++++ Provided material
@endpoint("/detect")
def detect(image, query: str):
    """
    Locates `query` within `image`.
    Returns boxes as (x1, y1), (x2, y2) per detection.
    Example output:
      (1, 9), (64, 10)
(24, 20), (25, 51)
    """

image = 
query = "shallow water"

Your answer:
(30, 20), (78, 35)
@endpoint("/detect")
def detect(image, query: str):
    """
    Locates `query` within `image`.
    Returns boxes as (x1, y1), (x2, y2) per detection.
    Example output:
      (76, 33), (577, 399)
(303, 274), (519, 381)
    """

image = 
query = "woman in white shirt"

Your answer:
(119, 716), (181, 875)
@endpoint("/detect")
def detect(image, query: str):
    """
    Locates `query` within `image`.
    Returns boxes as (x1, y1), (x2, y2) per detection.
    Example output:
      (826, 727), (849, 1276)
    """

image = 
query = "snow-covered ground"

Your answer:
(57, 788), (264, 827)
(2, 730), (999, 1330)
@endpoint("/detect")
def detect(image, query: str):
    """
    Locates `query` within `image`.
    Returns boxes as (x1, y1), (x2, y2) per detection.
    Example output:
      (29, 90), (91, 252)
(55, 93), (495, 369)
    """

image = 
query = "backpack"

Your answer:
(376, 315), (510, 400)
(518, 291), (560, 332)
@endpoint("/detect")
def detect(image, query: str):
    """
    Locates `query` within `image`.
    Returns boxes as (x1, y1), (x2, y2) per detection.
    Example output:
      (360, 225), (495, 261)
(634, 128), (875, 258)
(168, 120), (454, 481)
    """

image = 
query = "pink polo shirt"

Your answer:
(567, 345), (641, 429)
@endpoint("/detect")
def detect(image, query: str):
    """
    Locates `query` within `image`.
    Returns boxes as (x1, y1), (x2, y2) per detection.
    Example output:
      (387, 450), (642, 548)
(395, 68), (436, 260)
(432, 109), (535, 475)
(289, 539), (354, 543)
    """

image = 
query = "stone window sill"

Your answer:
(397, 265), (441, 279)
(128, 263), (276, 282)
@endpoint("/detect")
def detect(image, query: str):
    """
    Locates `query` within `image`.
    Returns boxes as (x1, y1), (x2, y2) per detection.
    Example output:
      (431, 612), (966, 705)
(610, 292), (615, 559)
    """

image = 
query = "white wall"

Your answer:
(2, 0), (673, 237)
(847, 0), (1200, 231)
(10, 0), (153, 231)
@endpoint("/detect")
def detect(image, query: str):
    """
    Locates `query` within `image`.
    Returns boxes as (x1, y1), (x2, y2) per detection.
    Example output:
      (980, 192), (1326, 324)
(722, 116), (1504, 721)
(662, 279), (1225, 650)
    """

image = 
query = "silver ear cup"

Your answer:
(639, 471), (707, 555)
++++++++
Task instructions:
For every line of the material above that contains the word "white", show the line.

Written response:
query = "woman in white shirt"
query = "white wall"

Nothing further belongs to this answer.